### [WHAT YOU SHOULD DO]
Give the lines of the data as a JSON list of strings, one string per line with blank lines left out, beginning at the start of the data and continuing through the line that contains "<point>440,604</point>". Leave the pictures out of the answer.

(Point annotation data)
^^^^
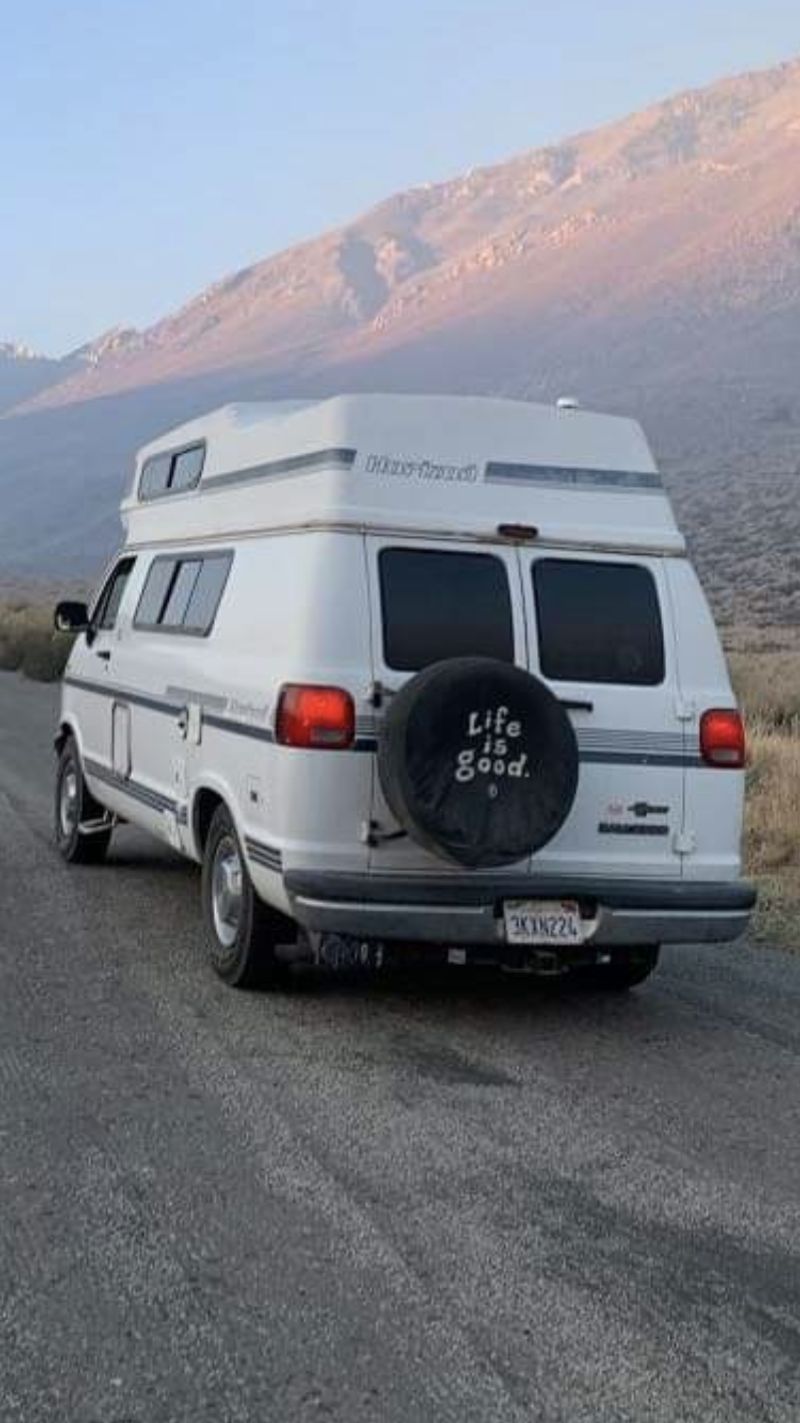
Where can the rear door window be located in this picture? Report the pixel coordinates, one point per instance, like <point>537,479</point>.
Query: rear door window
<point>598,622</point>
<point>440,604</point>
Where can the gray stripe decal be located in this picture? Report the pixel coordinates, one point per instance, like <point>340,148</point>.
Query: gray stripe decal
<point>134,789</point>
<point>279,468</point>
<point>256,733</point>
<point>595,747</point>
<point>204,699</point>
<point>570,477</point>
<point>265,855</point>
<point>637,759</point>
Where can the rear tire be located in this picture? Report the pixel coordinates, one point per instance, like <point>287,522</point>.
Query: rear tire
<point>241,929</point>
<point>627,969</point>
<point>74,806</point>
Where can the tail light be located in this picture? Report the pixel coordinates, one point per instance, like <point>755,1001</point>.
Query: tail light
<point>319,717</point>
<point>722,739</point>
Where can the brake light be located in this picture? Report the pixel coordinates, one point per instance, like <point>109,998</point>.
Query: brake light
<point>319,717</point>
<point>722,739</point>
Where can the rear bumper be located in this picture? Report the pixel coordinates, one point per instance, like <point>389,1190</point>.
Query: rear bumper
<point>470,911</point>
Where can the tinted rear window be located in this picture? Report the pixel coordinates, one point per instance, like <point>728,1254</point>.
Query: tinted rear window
<point>598,622</point>
<point>443,605</point>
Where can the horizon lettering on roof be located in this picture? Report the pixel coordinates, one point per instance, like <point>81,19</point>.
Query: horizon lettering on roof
<point>422,471</point>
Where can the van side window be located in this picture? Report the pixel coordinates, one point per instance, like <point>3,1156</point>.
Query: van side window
<point>187,468</point>
<point>111,596</point>
<point>443,605</point>
<point>182,594</point>
<point>171,473</point>
<point>598,622</point>
<point>154,478</point>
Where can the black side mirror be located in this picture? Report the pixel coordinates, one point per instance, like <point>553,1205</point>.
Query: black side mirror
<point>71,618</point>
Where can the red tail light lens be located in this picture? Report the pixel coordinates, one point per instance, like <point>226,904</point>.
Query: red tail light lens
<point>319,717</point>
<point>722,740</point>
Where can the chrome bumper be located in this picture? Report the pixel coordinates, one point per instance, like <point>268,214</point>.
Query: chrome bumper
<point>470,911</point>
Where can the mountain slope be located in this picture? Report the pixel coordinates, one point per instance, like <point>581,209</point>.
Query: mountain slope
<point>651,266</point>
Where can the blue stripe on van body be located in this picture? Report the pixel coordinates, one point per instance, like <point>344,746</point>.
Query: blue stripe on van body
<point>597,747</point>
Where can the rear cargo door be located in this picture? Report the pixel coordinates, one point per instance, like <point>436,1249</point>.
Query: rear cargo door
<point>600,635</point>
<point>430,601</point>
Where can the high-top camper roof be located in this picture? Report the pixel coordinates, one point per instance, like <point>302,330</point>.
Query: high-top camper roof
<point>450,466</point>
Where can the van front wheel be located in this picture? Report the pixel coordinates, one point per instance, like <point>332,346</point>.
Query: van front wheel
<point>79,840</point>
<point>241,929</point>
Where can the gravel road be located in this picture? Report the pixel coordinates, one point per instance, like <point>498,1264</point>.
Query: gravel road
<point>420,1198</point>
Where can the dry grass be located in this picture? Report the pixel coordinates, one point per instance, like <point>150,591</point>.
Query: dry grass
<point>772,830</point>
<point>29,643</point>
<point>765,666</point>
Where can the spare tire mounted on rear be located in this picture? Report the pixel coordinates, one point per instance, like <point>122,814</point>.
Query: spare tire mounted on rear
<point>479,762</point>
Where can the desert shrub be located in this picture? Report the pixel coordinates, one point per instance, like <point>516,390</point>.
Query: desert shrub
<point>772,828</point>
<point>767,686</point>
<point>12,652</point>
<point>29,643</point>
<point>44,656</point>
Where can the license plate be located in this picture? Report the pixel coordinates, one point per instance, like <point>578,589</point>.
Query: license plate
<point>543,921</point>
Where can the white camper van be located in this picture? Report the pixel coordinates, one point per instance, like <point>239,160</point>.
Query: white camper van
<point>412,670</point>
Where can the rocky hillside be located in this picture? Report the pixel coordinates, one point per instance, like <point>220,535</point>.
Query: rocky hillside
<point>651,266</point>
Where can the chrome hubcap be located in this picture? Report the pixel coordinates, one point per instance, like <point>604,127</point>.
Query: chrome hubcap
<point>69,803</point>
<point>227,891</point>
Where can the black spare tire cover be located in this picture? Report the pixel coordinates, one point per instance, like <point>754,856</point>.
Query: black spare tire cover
<point>479,762</point>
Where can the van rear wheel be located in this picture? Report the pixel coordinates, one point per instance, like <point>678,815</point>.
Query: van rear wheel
<point>241,928</point>
<point>627,969</point>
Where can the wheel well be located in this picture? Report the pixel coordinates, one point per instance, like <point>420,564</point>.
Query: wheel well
^^^^
### [WRITTEN ANSWER]
[
  "Where can the rear door window be located in this picture? Report the pixel coordinates, one point per instance, like <point>537,479</point>.",
  "Query: rear door window",
  "<point>598,622</point>",
  "<point>440,604</point>"
]